**What to do**
Recast every line of the rows below as a Markdown table with the columns No and Line, numbering the lines in order and skipping any blank ones.

**Material to process**
★ ★ ★

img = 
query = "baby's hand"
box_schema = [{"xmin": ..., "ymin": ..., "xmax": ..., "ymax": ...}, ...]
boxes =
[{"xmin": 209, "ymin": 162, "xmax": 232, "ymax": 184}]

★ ★ ★

**Correct response**
| No | Line |
|---|---|
| 1 | img =  |
| 2 | query = "baby's hand" |
| 3 | box_schema = [{"xmin": ..., "ymin": ..., "xmax": ..., "ymax": ...}, ...] |
| 4 | boxes = |
| 5 | [{"xmin": 209, "ymin": 162, "xmax": 232, "ymax": 184}] |